### Aim
Could you rewrite the entries starting at the line containing "Where can the dark" and ending at the last line of the entries, keeping the request text and shifting every point coordinate in the answers by -46?

Named object pointing entries:
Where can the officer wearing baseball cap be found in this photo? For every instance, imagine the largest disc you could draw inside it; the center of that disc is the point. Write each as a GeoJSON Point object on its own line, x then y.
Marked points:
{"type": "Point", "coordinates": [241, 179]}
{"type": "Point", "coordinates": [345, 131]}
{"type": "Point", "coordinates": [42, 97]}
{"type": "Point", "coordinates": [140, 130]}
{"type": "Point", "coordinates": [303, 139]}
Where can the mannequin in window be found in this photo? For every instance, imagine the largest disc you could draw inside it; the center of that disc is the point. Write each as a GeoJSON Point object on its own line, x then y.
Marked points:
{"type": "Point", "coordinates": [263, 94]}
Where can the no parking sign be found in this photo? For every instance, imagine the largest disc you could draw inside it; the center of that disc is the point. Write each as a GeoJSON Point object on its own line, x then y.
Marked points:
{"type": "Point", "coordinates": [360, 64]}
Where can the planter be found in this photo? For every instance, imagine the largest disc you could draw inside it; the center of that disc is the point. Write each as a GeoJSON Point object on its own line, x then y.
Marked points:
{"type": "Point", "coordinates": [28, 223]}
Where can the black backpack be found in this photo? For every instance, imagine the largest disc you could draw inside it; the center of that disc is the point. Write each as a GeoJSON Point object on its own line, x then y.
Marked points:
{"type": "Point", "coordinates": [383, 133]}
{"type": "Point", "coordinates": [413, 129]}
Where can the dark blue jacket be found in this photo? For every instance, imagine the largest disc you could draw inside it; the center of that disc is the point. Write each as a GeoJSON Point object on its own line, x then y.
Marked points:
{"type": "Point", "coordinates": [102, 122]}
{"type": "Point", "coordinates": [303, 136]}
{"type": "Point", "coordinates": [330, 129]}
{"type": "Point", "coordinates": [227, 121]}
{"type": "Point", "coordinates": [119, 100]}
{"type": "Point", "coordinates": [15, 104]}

### Answer to this exercise
Where can the dark blue jacket be found in this photo? For every instance, imagine the largest disc you could draw inside it; the center of that disc is the point. Write each as a GeoJSON Point object on its own line, x then y.
Marked points:
{"type": "Point", "coordinates": [56, 76]}
{"type": "Point", "coordinates": [257, 90]}
{"type": "Point", "coordinates": [284, 83]}
{"type": "Point", "coordinates": [181, 75]}
{"type": "Point", "coordinates": [73, 54]}
{"type": "Point", "coordinates": [-31, 58]}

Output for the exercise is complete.